#### [Task statement]
Write out, word for word, every line from the one where "Class, indicate each instance of the black running" occurs to the final line of the entries, and nothing beyond them.

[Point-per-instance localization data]
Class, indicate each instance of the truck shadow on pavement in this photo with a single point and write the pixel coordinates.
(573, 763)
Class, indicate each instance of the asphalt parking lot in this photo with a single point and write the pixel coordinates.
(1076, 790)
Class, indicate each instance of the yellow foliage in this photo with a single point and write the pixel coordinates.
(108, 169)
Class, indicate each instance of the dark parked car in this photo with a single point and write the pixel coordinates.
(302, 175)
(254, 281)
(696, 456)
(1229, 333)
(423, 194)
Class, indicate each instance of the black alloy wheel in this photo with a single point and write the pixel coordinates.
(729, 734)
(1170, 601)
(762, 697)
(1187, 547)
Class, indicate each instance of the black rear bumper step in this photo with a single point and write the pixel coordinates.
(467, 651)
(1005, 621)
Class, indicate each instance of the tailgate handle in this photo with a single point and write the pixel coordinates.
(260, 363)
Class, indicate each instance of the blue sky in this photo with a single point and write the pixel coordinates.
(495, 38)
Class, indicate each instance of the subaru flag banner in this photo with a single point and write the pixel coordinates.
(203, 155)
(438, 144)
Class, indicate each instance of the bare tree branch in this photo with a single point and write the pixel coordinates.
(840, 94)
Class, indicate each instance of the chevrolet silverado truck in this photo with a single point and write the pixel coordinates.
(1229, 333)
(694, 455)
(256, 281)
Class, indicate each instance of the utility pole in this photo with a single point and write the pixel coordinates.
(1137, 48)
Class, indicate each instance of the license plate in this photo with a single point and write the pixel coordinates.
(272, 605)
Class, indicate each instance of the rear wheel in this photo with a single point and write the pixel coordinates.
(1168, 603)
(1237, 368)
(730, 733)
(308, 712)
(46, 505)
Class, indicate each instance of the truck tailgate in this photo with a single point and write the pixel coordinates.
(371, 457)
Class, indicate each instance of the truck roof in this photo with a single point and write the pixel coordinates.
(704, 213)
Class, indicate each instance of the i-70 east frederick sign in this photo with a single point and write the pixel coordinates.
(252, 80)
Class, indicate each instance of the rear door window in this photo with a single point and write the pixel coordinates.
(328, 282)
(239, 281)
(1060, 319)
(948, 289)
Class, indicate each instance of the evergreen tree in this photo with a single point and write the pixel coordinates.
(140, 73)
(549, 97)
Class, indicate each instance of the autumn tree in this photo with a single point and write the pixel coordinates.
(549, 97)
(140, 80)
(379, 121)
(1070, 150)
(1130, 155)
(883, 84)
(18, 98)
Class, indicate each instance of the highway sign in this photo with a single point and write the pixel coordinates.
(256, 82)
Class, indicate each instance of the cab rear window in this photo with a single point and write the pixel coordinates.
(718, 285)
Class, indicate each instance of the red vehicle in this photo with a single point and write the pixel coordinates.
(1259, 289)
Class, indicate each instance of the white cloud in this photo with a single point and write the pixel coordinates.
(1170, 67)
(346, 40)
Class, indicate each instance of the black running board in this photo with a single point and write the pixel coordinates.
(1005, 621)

#### [Response to this exercise]
Class, indicate each instance of the black running board in this photo with a single point and write the pixel coordinates.
(1005, 621)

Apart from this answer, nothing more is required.